Excerpt provided:
▼

China’s economic growth slowed to its weakest pace since 1992 in the second quarter.

China’s Industrial Profits Decline as Economy Weakens
A worker put a label on manufactured steel rolls on the Hot Dip Galvanizing Line at Baoshan Iron & Steel Co. Ltd.’s facility outside Shanghai, China (Photographer: Kevin Lee/Bloomberg News)

(Bloomberg) -- Profits at China’s industrial companies decreased, highlighting the headwinds faced by the world’s second-largest economy.

  • Industrial firms’ profits fell 3.1% in June from a year earlier, the National Bureau of Statistics said in a statement on Saturday. Changes to how the data has been collected have made economists question the accuracy of the release.

▲

Written task:
Which years, quarters, months and days of the week are mentioned in the excerpt on China's industrial profits?

Records supplied:

▼

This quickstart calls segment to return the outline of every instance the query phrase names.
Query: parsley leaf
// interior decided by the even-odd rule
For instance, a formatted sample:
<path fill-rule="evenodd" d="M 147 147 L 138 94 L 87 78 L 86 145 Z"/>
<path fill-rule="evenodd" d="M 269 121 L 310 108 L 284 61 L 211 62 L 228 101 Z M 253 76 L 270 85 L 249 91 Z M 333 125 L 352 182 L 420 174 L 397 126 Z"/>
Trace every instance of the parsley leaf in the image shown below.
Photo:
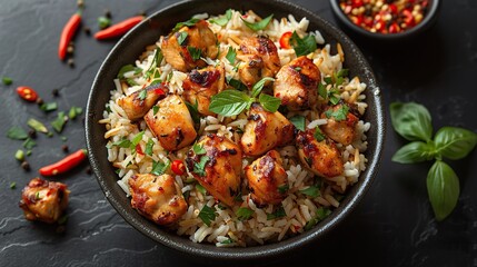
<path fill-rule="evenodd" d="M 252 214 L 254 214 L 254 210 L 246 208 L 246 207 L 240 207 L 236 211 L 237 219 L 239 219 L 239 220 L 248 220 L 248 219 L 250 219 Z"/>
<path fill-rule="evenodd" d="M 240 17 L 240 19 L 244 21 L 244 23 L 249 29 L 251 29 L 252 31 L 264 30 L 265 28 L 267 28 L 268 23 L 270 23 L 272 18 L 274 18 L 274 14 L 270 14 L 267 18 L 265 18 L 258 22 L 251 23 L 251 22 L 246 21 L 242 17 Z"/>
<path fill-rule="evenodd" d="M 216 209 L 203 205 L 202 209 L 199 212 L 199 218 L 203 221 L 203 224 L 210 226 L 210 224 L 216 219 Z"/>
<path fill-rule="evenodd" d="M 297 57 L 306 56 L 317 50 L 317 42 L 314 36 L 308 34 L 301 39 L 296 31 L 291 34 L 290 44 L 294 47 Z"/>

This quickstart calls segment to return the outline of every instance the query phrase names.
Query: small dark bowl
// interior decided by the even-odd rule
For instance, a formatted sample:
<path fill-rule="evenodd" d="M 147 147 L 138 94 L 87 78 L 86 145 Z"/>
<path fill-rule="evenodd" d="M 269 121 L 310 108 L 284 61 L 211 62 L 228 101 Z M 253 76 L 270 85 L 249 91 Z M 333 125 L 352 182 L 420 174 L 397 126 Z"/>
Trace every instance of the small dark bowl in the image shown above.
<path fill-rule="evenodd" d="M 436 22 L 440 7 L 439 0 L 429 0 L 427 13 L 424 16 L 424 19 L 417 26 L 403 32 L 384 34 L 379 32 L 370 32 L 352 23 L 352 21 L 345 14 L 345 12 L 339 7 L 339 0 L 329 0 L 329 3 L 331 6 L 335 18 L 338 20 L 339 24 L 345 28 L 347 32 L 350 31 L 354 34 L 376 41 L 409 41 L 413 37 L 420 36 Z"/>
<path fill-rule="evenodd" d="M 210 244 L 196 244 L 187 237 L 168 231 L 140 216 L 131 208 L 130 199 L 126 197 L 117 184 L 118 177 L 107 159 L 107 149 L 105 147 L 107 141 L 103 138 L 106 129 L 103 125 L 98 123 L 98 120 L 102 118 L 105 105 L 110 98 L 109 91 L 115 87 L 112 80 L 122 66 L 133 63 L 142 53 L 146 46 L 155 43 L 159 39 L 159 36 L 167 34 L 177 22 L 186 21 L 196 13 L 208 12 L 209 14 L 220 14 L 229 8 L 236 10 L 251 9 L 261 16 L 275 13 L 276 18 L 286 17 L 288 13 L 292 13 L 297 19 L 306 17 L 310 21 L 309 30 L 319 29 L 325 40 L 331 43 L 332 47 L 336 47 L 336 42 L 341 43 L 346 55 L 345 67 L 349 69 L 350 76 L 359 76 L 361 81 L 368 85 L 366 99 L 369 108 L 364 119 L 372 125 L 368 131 L 369 147 L 366 151 L 366 157 L 369 162 L 367 169 L 359 177 L 359 181 L 348 191 L 339 208 L 311 230 L 301 235 L 280 243 L 247 248 L 219 248 Z M 370 187 L 378 169 L 385 135 L 385 119 L 379 87 L 361 52 L 340 30 L 336 29 L 329 22 L 300 7 L 281 0 L 193 0 L 180 2 L 156 12 L 120 39 L 109 53 L 92 85 L 88 99 L 87 113 L 86 140 L 90 151 L 89 160 L 98 178 L 98 182 L 105 191 L 106 198 L 125 220 L 146 236 L 185 255 L 203 260 L 277 259 L 279 256 L 285 256 L 307 244 L 320 239 L 350 214 Z"/>

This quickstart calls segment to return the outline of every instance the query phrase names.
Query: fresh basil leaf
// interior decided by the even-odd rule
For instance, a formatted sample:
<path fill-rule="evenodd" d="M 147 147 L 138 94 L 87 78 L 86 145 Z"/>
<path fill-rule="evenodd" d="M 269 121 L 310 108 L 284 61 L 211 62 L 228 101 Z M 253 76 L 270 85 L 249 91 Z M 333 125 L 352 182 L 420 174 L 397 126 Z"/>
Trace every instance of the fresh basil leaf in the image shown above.
<path fill-rule="evenodd" d="M 275 79 L 271 77 L 264 77 L 261 78 L 261 80 L 257 81 L 257 83 L 254 85 L 254 87 L 251 88 L 251 97 L 257 97 L 261 90 L 264 89 L 265 82 L 267 81 L 274 81 Z"/>
<path fill-rule="evenodd" d="M 459 179 L 446 162 L 436 160 L 427 174 L 427 192 L 437 220 L 444 220 L 456 207 Z"/>
<path fill-rule="evenodd" d="M 28 138 L 28 134 L 18 126 L 13 126 L 7 131 L 7 137 L 14 140 L 24 140 Z"/>
<path fill-rule="evenodd" d="M 448 159 L 465 158 L 476 146 L 477 135 L 458 127 L 443 127 L 434 137 L 436 150 Z"/>
<path fill-rule="evenodd" d="M 216 219 L 217 214 L 216 209 L 211 208 L 207 205 L 203 205 L 202 209 L 200 209 L 199 218 L 206 224 L 207 226 L 210 226 L 210 224 Z"/>
<path fill-rule="evenodd" d="M 237 209 L 236 215 L 237 219 L 239 220 L 248 220 L 250 219 L 251 215 L 254 215 L 254 210 L 246 207 L 240 207 L 239 209 Z"/>
<path fill-rule="evenodd" d="M 294 47 L 297 57 L 307 56 L 317 50 L 317 42 L 314 36 L 308 34 L 301 39 L 296 31 L 291 34 L 290 44 Z"/>
<path fill-rule="evenodd" d="M 423 105 L 392 102 L 389 106 L 394 129 L 409 141 L 429 141 L 433 136 L 430 113 Z"/>
<path fill-rule="evenodd" d="M 311 198 L 316 198 L 321 195 L 319 188 L 316 186 L 310 186 L 308 188 L 301 189 L 300 192 Z"/>
<path fill-rule="evenodd" d="M 252 31 L 264 30 L 265 28 L 267 28 L 268 23 L 270 23 L 272 18 L 274 18 L 274 14 L 270 14 L 267 18 L 265 18 L 258 22 L 251 23 L 251 22 L 246 21 L 242 17 L 240 17 L 240 19 L 244 21 L 244 23 L 249 29 L 251 29 Z"/>
<path fill-rule="evenodd" d="M 264 109 L 268 112 L 276 112 L 281 105 L 281 99 L 269 96 L 267 93 L 260 93 L 258 101 L 260 102 L 261 107 L 264 107 Z"/>
<path fill-rule="evenodd" d="M 247 93 L 238 90 L 225 90 L 210 99 L 209 110 L 222 115 L 239 115 L 244 109 L 250 106 L 252 99 Z"/>
<path fill-rule="evenodd" d="M 290 122 L 294 123 L 295 128 L 297 128 L 300 131 L 305 131 L 305 117 L 300 115 L 296 115 L 291 117 Z"/>
<path fill-rule="evenodd" d="M 226 59 L 233 65 L 236 62 L 237 52 L 232 47 L 229 47 L 229 50 L 227 51 Z"/>
<path fill-rule="evenodd" d="M 399 164 L 417 164 L 431 160 L 435 154 L 434 142 L 414 141 L 397 150 L 391 160 Z"/>
<path fill-rule="evenodd" d="M 200 59 L 200 55 L 202 53 L 202 50 L 195 48 L 195 47 L 187 47 L 187 51 L 189 51 L 190 57 L 193 61 Z"/>
<path fill-rule="evenodd" d="M 187 31 L 181 31 L 178 33 L 177 42 L 179 43 L 179 46 L 182 46 L 183 41 L 186 41 L 187 36 Z"/>

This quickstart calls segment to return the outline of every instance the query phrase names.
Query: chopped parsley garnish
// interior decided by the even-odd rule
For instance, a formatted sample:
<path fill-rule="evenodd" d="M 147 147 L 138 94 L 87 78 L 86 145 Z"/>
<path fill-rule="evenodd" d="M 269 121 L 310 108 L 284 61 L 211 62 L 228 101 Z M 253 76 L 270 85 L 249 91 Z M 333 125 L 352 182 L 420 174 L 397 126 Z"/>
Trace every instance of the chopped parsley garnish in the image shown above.
<path fill-rule="evenodd" d="M 254 214 L 254 210 L 246 208 L 246 207 L 240 207 L 236 211 L 237 219 L 239 219 L 239 220 L 248 220 L 248 219 L 250 219 L 252 214 Z"/>
<path fill-rule="evenodd" d="M 181 31 L 178 33 L 177 36 L 177 42 L 179 43 L 179 46 L 182 46 L 183 41 L 186 41 L 187 39 L 187 31 Z"/>
<path fill-rule="evenodd" d="M 187 51 L 189 51 L 189 55 L 193 61 L 200 59 L 200 55 L 202 53 L 202 50 L 189 46 L 187 47 Z"/>
<path fill-rule="evenodd" d="M 341 105 L 341 107 L 339 107 L 336 110 L 328 109 L 327 111 L 325 111 L 325 116 L 328 119 L 334 118 L 336 121 L 341 121 L 341 120 L 346 120 L 346 118 L 348 117 L 348 111 L 349 111 L 349 107 L 346 105 Z"/>
<path fill-rule="evenodd" d="M 237 52 L 232 47 L 229 47 L 229 50 L 227 51 L 226 59 L 233 65 L 236 62 Z"/>
<path fill-rule="evenodd" d="M 297 57 L 306 56 L 317 50 L 317 42 L 314 36 L 308 34 L 301 39 L 296 31 L 291 34 L 290 44 L 294 47 Z"/>
<path fill-rule="evenodd" d="M 202 156 L 200 158 L 199 162 L 193 164 L 193 172 L 196 172 L 198 176 L 203 177 L 206 176 L 206 164 L 209 161 L 209 157 Z"/>
<path fill-rule="evenodd" d="M 267 214 L 267 220 L 278 219 L 285 216 L 287 216 L 287 214 L 285 212 L 284 206 L 280 206 L 274 212 Z"/>
<path fill-rule="evenodd" d="M 28 134 L 18 126 L 13 126 L 7 131 L 7 137 L 14 140 L 24 140 L 28 138 Z"/>
<path fill-rule="evenodd" d="M 322 141 L 326 139 L 325 134 L 322 134 L 321 129 L 318 126 L 315 128 L 314 137 L 317 141 Z"/>
<path fill-rule="evenodd" d="M 300 192 L 311 198 L 316 198 L 321 195 L 317 186 L 310 186 L 308 188 L 301 189 Z"/>
<path fill-rule="evenodd" d="M 305 131 L 305 117 L 296 115 L 290 118 L 290 122 L 300 131 Z"/>
<path fill-rule="evenodd" d="M 249 29 L 251 29 L 252 31 L 264 30 L 265 28 L 267 28 L 268 23 L 270 23 L 272 18 L 274 18 L 274 14 L 270 14 L 267 18 L 265 18 L 258 22 L 251 23 L 251 22 L 248 22 L 247 20 L 245 20 L 242 17 L 240 17 L 240 19 L 244 21 L 244 23 Z"/>
<path fill-rule="evenodd" d="M 199 212 L 199 218 L 203 221 L 203 224 L 210 226 L 210 224 L 216 219 L 216 210 L 207 205 L 203 205 L 202 209 Z"/>

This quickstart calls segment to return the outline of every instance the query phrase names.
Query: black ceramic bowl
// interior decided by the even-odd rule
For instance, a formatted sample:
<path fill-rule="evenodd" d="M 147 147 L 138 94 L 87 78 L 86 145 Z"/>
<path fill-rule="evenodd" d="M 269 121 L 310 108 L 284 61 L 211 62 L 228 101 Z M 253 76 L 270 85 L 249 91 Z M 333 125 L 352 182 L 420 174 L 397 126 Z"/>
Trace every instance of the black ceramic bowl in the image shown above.
<path fill-rule="evenodd" d="M 366 97 L 369 108 L 364 119 L 372 125 L 368 132 L 369 148 L 366 152 L 369 162 L 366 171 L 359 177 L 359 181 L 348 191 L 341 206 L 311 230 L 280 243 L 259 247 L 218 248 L 209 244 L 196 244 L 189 240 L 188 237 L 177 236 L 175 233 L 168 231 L 140 216 L 131 208 L 130 199 L 126 197 L 125 192 L 117 184 L 118 177 L 113 167 L 107 160 L 107 149 L 105 147 L 107 141 L 103 139 L 106 129 L 103 125 L 98 123 L 98 120 L 102 118 L 105 105 L 110 98 L 109 90 L 115 87 L 112 80 L 122 66 L 133 63 L 142 53 L 146 46 L 155 43 L 159 36 L 167 34 L 177 22 L 186 21 L 196 13 L 225 13 L 229 8 L 236 10 L 251 9 L 262 17 L 275 13 L 276 18 L 281 18 L 292 13 L 297 19 L 301 19 L 302 17 L 308 18 L 310 21 L 309 30 L 320 30 L 327 42 L 332 43 L 332 47 L 336 47 L 336 42 L 341 43 L 346 55 L 345 67 L 349 68 L 351 76 L 359 76 L 361 81 L 368 85 Z M 385 119 L 379 88 L 361 52 L 340 30 L 336 29 L 329 22 L 300 7 L 281 0 L 185 1 L 156 12 L 120 39 L 109 53 L 100 67 L 92 85 L 87 113 L 86 140 L 89 149 L 89 159 L 99 185 L 105 191 L 106 198 L 125 220 L 146 236 L 186 255 L 206 259 L 257 260 L 271 257 L 277 258 L 304 245 L 310 244 L 329 233 L 331 228 L 344 220 L 358 205 L 359 200 L 370 187 L 371 180 L 378 169 L 385 135 Z"/>
<path fill-rule="evenodd" d="M 423 20 L 417 26 L 403 32 L 384 34 L 379 32 L 370 32 L 352 23 L 352 21 L 345 14 L 345 12 L 339 7 L 339 1 L 340 0 L 329 0 L 329 3 L 331 6 L 332 13 L 335 14 L 335 18 L 337 18 L 340 26 L 344 26 L 346 31 L 349 30 L 355 34 L 375 41 L 409 41 L 413 37 L 420 36 L 436 22 L 440 6 L 440 0 L 429 0 L 427 13 L 426 16 L 424 16 Z"/>

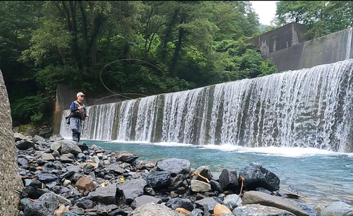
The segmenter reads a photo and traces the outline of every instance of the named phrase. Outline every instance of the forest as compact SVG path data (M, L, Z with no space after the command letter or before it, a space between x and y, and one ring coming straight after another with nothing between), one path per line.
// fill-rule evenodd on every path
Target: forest
M353 26L351 1L276 4L264 32L295 22L310 40ZM264 32L249 1L1 1L0 25L14 126L50 124L57 84L136 98L278 73L244 42Z

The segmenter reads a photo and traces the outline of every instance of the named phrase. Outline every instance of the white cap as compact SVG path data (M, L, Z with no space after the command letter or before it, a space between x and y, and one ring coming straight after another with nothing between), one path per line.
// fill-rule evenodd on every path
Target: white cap
M77 93L77 97L78 97L78 96L85 96L85 94L80 92Z

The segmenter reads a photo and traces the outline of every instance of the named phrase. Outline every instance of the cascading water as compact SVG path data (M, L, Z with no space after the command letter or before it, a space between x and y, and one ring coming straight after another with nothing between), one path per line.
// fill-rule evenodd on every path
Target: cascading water
M349 59L95 105L81 138L352 152L352 71Z

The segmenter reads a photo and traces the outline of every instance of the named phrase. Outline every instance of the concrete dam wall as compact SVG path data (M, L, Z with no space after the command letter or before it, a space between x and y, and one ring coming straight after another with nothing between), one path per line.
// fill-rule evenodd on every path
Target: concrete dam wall
M353 28L306 41L304 25L292 23L245 41L264 59L272 59L278 72L309 68L353 59Z

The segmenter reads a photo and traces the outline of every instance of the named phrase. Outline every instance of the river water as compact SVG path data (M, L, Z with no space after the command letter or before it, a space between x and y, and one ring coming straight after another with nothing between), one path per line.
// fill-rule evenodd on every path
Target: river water
M308 203L343 201L353 205L353 153L340 153L310 148L242 148L194 145L173 143L114 142L85 140L108 151L132 153L149 161L179 158L191 167L208 166L215 176L223 169L239 169L256 162L275 173L280 188L292 186Z

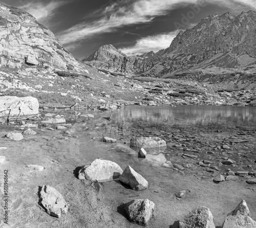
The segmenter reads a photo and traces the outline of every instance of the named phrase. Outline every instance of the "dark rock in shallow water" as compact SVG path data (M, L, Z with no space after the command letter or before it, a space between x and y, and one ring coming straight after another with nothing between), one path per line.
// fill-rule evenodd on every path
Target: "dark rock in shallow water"
M166 146L166 142L159 137L138 137L131 140L131 147L157 148Z
M215 228L209 209L204 207L194 209L179 221L179 228Z

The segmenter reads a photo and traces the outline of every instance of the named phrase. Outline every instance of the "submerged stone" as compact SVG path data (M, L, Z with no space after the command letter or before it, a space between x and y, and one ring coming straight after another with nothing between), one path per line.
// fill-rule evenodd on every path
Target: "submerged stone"
M144 190L148 187L148 182L129 166L120 176L119 181L128 185L135 191Z
M124 210L130 220L146 225L155 210L155 204L147 199L135 199L126 203Z
M80 169L78 178L103 182L118 178L122 173L122 169L116 163L96 159L89 166L83 166Z

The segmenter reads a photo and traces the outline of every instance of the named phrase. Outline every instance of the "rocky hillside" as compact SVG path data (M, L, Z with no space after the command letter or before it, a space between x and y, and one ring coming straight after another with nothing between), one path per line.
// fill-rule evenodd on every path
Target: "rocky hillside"
M97 65L123 73L165 77L199 69L242 69L256 63L255 25L256 12L253 11L238 16L229 13L210 16L193 29L181 31L165 50L139 57L122 56L121 61L115 56ZM115 67L117 62L118 67Z
M53 33L30 14L0 2L0 64L20 67L23 64L48 63L75 69L79 63Z
M127 56L113 45L108 44L101 47L98 50L81 60L99 69L131 75L135 72L143 73L153 66L150 61L146 63L145 61L151 54L152 55L152 52L140 56Z

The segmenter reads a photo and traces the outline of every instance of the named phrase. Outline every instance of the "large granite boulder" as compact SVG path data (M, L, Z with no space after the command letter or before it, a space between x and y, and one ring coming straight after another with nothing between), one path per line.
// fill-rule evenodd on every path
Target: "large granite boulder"
M59 218L68 212L68 206L61 194L49 185L43 185L39 193L41 205L52 216Z
M0 120L37 116L38 108L38 101L32 97L0 97Z
M78 62L56 38L29 13L0 2L0 64L20 67L47 63L67 69Z
M135 199L126 203L124 208L129 219L140 225L147 224L155 210L155 203L147 199Z
M233 211L232 215L226 218L222 228L255 228L256 221L248 216L249 214L246 202L242 200Z
M166 146L166 142L159 137L137 137L132 139L130 142L131 148L158 148Z
M5 136L14 141L20 141L24 139L22 134L18 131L11 131L6 134Z
M135 191L144 190L148 187L148 182L129 166L119 176L119 181L130 186Z
M83 166L80 169L78 178L104 182L118 178L122 172L122 169L116 163L96 159L89 166Z
M248 216L250 214L250 210L248 208L245 200L242 200L237 207L233 211L232 215L246 215Z
M213 220L208 208L199 207L179 221L179 228L215 228Z
M255 228L256 222L246 215L230 215L226 218L222 228Z

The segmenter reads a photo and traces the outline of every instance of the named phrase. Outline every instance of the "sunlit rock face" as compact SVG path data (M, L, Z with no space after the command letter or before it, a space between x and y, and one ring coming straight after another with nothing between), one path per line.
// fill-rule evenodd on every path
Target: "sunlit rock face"
M2 66L48 63L63 68L71 64L75 68L78 64L53 33L33 16L2 2L0 39Z
M256 60L256 12L207 17L193 28L181 31L165 50L156 54L126 56L105 45L83 61L113 72L145 76L168 76L205 67L237 68Z

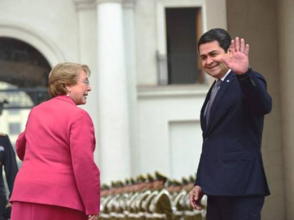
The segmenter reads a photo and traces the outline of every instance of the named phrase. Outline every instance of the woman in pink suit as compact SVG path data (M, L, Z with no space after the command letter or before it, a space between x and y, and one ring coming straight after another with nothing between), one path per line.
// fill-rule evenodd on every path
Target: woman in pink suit
M86 104L87 65L59 64L49 74L52 98L32 109L17 140L23 160L10 201L11 220L98 219L100 173L94 128Z

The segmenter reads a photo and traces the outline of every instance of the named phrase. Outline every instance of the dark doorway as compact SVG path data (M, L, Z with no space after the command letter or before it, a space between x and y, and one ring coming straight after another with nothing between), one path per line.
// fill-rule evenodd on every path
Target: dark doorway
M200 13L200 8L166 8L169 84L202 82L197 49Z

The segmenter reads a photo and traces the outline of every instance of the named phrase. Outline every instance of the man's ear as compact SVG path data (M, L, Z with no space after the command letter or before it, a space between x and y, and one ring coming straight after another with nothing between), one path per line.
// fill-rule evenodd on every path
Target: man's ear
M230 58L231 58L233 54L232 53L232 48L231 47L231 45L230 45L230 46L229 46L229 48L228 48L228 51L227 52L227 53L229 55L229 57Z

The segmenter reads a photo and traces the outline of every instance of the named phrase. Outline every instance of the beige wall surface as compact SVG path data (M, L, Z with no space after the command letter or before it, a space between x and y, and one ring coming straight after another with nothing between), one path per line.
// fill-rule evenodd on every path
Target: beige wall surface
M294 1L282 0L277 6L285 206L287 220L292 220L294 219Z
M228 31L232 38L244 38L249 44L250 66L265 76L272 98L272 110L265 119L262 148L271 193L266 198L262 212L262 219L267 220L286 219L276 2L226 0Z

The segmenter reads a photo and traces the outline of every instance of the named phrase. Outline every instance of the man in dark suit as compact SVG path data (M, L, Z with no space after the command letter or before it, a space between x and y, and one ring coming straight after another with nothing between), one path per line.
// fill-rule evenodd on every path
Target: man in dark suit
M270 195L261 152L264 115L271 98L264 77L249 66L249 45L220 28L204 33L198 49L216 79L201 110L203 145L191 205L207 220L257 220Z
M6 198L6 192L2 176L3 166L9 190L9 198L10 198L18 168L15 154L8 136L0 132L0 220L8 219L11 210L11 204L8 202Z

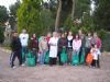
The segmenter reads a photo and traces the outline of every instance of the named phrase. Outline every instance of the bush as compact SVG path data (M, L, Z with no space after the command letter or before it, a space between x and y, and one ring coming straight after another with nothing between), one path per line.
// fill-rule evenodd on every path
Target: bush
M99 34L99 37L101 38L101 39L105 39L106 38L106 35L107 35L107 32L105 31L105 30L100 30L99 32L98 32L98 34Z
M3 26L0 25L0 44L4 42Z
M106 33L105 39L102 39L102 50L110 51L110 33Z

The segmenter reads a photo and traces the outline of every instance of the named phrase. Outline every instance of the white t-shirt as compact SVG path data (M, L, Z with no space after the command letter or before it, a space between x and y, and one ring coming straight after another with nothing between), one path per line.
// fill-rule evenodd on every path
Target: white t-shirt
M91 55L94 56L94 59L95 59L95 60L98 60L98 56L101 55L101 52L100 52L99 49L95 49L95 50L94 50L94 49L91 48L90 52L91 52Z
M50 46L50 57L56 58L57 57L57 43L58 37L52 37L48 42Z
M28 46L29 34L20 34L20 42L22 46Z

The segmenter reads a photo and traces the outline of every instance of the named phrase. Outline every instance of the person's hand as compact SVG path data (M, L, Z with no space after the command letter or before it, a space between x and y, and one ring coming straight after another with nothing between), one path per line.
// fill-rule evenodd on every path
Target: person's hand
M66 46L63 46L63 48L66 48Z

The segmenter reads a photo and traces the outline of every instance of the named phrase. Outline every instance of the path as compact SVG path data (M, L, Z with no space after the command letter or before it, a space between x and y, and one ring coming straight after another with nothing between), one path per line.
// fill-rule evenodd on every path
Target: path
M9 66L9 54L0 50L0 82L110 82L110 55L102 55L101 68L86 66Z

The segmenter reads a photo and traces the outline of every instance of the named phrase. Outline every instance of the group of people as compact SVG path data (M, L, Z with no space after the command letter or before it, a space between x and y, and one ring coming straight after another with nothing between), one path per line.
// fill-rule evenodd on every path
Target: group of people
M54 66L57 62L59 66L87 65L86 58L88 54L91 54L94 58L90 66L100 68L99 57L101 55L101 39L98 37L97 33L92 33L92 35L88 33L86 35L81 30L75 35L73 35L70 31L68 33L53 32L47 33L46 36L42 35L38 38L35 34L30 37L26 30L23 30L20 35L18 35L18 32L13 32L11 49L11 68L15 68L15 57L18 57L20 66L25 66L25 59L29 51L35 57L35 63L40 65L45 65L45 55L48 52L50 66ZM63 50L65 50L67 55L66 62L62 61ZM78 63L74 63L75 56L78 57ZM84 62L81 62L82 57Z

▲

Expected answer:
1992, the second quarter, June, Saturday